[Object detection data]
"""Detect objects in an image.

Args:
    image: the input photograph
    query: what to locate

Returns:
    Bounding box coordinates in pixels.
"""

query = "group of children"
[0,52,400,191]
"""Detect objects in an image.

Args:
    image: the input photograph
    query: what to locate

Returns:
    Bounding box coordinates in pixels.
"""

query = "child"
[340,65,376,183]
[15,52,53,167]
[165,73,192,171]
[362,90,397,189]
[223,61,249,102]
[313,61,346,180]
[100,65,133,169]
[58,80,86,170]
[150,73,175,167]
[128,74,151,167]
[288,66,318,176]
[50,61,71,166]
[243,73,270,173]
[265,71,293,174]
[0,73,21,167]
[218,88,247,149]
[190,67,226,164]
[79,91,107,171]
---
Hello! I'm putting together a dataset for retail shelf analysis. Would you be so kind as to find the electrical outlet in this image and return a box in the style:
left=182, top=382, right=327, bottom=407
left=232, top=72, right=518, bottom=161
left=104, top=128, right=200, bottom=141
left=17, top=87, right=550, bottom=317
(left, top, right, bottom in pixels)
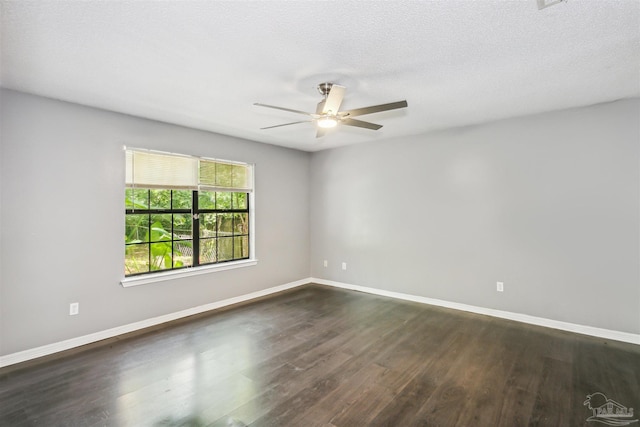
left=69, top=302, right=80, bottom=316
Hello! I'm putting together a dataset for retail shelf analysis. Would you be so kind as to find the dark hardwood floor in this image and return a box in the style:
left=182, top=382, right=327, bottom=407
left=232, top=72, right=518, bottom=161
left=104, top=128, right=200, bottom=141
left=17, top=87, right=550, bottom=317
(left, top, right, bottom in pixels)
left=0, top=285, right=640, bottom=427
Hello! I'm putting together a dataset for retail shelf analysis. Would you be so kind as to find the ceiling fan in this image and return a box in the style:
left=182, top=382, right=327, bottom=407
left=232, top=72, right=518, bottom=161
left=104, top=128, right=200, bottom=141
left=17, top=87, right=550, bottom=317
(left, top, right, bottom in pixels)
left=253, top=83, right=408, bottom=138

• Exercise instructions: Return every line of the listing that contains the word "dataset". Case must match.

• The reply:
Hello! I'm putting together a dataset for retail shelf analysis. Would you be so kind as to find the electrical outlet in this image and return a box in the style:
Hello! I'm putting together a dataset for retail shelf analysis. Would you be so kind as to find the dark hardwood floor in this image and return a box in the style:
Hello! I'm putting together a dataset for retail shelf analysis. Would you be so kind as to find the ceiling fan in this image and return a box in the style:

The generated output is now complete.